> [Consegna]: Prosegui l'articolo sui cinque artisti musicali consigliati dalla redazione, ripartendo subito dopo l'ultima riga riportata.
____ Estratto del testo
Nella gigantesca nube di Internet, è facile farsi sfuggire da sotto il naso tanta buona musica. Se poi ci aggiungiamo anche la mancanza di tempo, si finisce per ascoltare sempre gli stessi dischi per mesi. Perciò vi proponiamo cinque artisti promettenti (non necessariamente emergenti) che stanno spaccando le classifiche o che semplicemente amiamo sparare a tutto volume in redazione.
Catfish & The Bottlemen
Suonano come: Sfrecciare in Vespa nel deserto alle 3 di mattina, con dietro Iggy Pop che canta gli Strokes.
Consigliato a chi ascolta: Arctic Monkeys, Royal Blood, Jake Bugg.
________
____ Record del dataset
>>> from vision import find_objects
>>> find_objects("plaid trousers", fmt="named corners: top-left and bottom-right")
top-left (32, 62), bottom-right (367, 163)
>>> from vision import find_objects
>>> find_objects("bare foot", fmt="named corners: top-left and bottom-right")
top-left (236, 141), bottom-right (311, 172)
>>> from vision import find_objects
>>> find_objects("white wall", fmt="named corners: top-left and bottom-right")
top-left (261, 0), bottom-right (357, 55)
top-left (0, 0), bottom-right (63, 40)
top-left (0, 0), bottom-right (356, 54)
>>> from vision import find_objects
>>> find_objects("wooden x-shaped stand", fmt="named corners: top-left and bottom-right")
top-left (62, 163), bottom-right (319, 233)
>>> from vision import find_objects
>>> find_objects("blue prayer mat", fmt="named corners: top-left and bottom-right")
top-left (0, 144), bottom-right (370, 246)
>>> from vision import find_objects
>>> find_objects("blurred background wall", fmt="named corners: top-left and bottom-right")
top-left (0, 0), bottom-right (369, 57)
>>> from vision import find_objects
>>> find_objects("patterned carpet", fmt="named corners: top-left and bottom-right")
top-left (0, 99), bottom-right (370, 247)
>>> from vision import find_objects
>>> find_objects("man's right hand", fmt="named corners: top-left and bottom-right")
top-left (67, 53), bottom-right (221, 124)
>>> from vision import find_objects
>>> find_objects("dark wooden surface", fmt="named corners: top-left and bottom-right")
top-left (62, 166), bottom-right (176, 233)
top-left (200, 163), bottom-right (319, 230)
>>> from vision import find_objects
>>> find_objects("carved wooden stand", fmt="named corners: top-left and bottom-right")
________
> [Risposta finale]:
Perché dovresti conoscerli: Finora questo schifo di nome non è ancora riuscito a intralciare più di tanto la band alt-rock inglese, ad eccezione forse di quando a gennaio David Letterman si era incespicato presentandoli. Grazie alla parlantina e alla rabbia da working class del cantante e chitarrista Van McCann, la formazione si è assicurata un contratto con la Communion Records, co-fondata da Ben Lovett dei Mumford & Sons, su cui ha rilasciato un EP di cinque tracce che vale quanto tre album studio. L’imponente disco di esordio, The Balcony, è stato prodotto da Jim Abbiss (vedi alla voce Arctic Monkeys, Kasabian) e trova la sua massima espressione nel ritornello a squarciagola di “Kathleen”, campionessa di visualizzazioni su YouTube. Sembra che il tour di oltre 100 date dell’anno scorso abbia giovato parecchio a McCann e compagni, assoldati per esibirsi anche sui prestigiosi palchi di SXSW e Bonnaroo.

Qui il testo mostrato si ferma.